-------- Quoted text --------

Well, that isn't exactly what's happened in the six years since. It's been an interesting ride, and I suppose I've done a lot. I have a gazillion friends and acquaintances -- so many I can't even go across the country without bumping into someone I know. I feel like I've sucked the marrow out of the independence I have created for myself. Better than marrying right out of college, having babies, and suddenly realizing you don't know who you are because you never gave yourself the chance to explore it, I told myself.
But here I am, just like the frazzled wife and mother, in the reality I have created for myself. And despite always feeling older than I really was, with the barometer of "what have you accomplished by this time in your life" having nipped at my heels for years and people telling me, "For God's sake...you have plenty of time"...well, they aren't telling me that now. I am teetering at the precipice of (gasp) middle age. And I have come to realize that it doesn't matter whether you got married and had kids early on. The weight of the choices you made bear down on you like an anvil. It's not like I took advantage of my unfettered life the way the world expects of a single woman. I'm not burning up the corporate ladder or enjoying the job of my dreams that pays me so much money that I could retire tomorrow if I wanted to...if ever. I have a modest life, a modest income, virtually no relationships with my own siblings, much less my extended family, leaving me with a feeling of dwindling security.
Now that I find my dreams of youth fading before me, I want something to work on. Something to work toward that will have lasting value. Be it a marriage or a child or both. I don't care how hard it is. I don't care how tired it makes me. Anything's better than having nothing to work toward that's bigger than just little old me and my little existential crises.
As recently as five years ago, I had maintained the position that kids just weren't for me. I perceived them the same way my father did: they steal your youth, your energy, your dreams, and your money (which is exactly what my siblings have done). They don't ever give back what you gave them. As for marriage....well, that's different. I always wanted to be married. Always. But I was almost ashamed of it and never admitted it. I didn't have girlhood dreams of a big white dress to match the big white cake. I thought that was all stupid, and I pitied my friends whose dreams were so pedestrian.
When I was younger, I was actually excited at the prospect of being on my own for the rest of my life, because I thought I'd be the woman everyone envied. I would embody the regrets those wives and mothers my age struggle with today. I'd be the woman with the cool job everyone would go "Wow" over. The woman whose life would resemble Justine's on Lonely Planet. The woman who, while fully immersed in the joy and simplicity of doing what she likes when she likes, would stumble upon a man so captivated by her radiance, happiness, lust for life and independence that he'd want to roam with her forever.

--------

- **What this task involves**:
Answer from the essay on single life:
(a) How many years does the first paragraph say have passed?
(b) Whose view of children did the writer share until about five years ago?
(c) Whose life on Lonely Planet did the writer once expect her own life to resemble?
The records that follow come from a different source than the essay.

-------- Material supplied --------

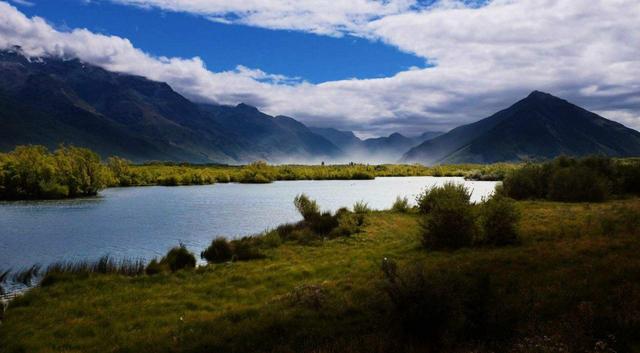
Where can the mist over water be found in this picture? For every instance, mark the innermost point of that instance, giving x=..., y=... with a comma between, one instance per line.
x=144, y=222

--------
-------- Material supplied --------

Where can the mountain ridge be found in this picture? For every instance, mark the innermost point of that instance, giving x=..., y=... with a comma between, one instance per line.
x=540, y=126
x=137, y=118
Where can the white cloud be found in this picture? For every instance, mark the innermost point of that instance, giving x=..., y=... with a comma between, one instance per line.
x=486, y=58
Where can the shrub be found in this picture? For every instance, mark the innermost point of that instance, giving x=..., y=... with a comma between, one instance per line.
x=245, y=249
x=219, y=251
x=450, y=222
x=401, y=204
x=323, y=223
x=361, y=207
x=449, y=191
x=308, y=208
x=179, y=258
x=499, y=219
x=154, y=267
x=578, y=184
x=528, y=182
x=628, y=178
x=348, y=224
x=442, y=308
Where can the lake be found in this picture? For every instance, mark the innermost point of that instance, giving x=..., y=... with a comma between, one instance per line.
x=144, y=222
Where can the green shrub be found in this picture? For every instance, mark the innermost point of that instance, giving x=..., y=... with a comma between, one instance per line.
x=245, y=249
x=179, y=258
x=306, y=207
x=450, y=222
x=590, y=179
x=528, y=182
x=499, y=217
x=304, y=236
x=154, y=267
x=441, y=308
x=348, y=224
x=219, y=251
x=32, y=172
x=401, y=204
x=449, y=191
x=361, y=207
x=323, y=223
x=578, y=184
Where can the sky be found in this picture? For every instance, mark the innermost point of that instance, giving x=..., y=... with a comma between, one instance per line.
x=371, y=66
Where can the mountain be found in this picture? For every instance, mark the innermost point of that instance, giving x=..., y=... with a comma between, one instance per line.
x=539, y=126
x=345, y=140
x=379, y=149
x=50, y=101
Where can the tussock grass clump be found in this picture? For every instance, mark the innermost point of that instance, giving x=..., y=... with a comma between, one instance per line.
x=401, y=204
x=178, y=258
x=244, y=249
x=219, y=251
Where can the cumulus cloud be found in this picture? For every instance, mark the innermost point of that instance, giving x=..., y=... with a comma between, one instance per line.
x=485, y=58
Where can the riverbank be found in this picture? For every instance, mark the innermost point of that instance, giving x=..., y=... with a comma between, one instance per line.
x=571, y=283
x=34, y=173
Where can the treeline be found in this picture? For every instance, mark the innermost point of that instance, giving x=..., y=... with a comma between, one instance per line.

--------

- **The output**:
(a) Six years.
(b) Her father's.
(c) Justine's.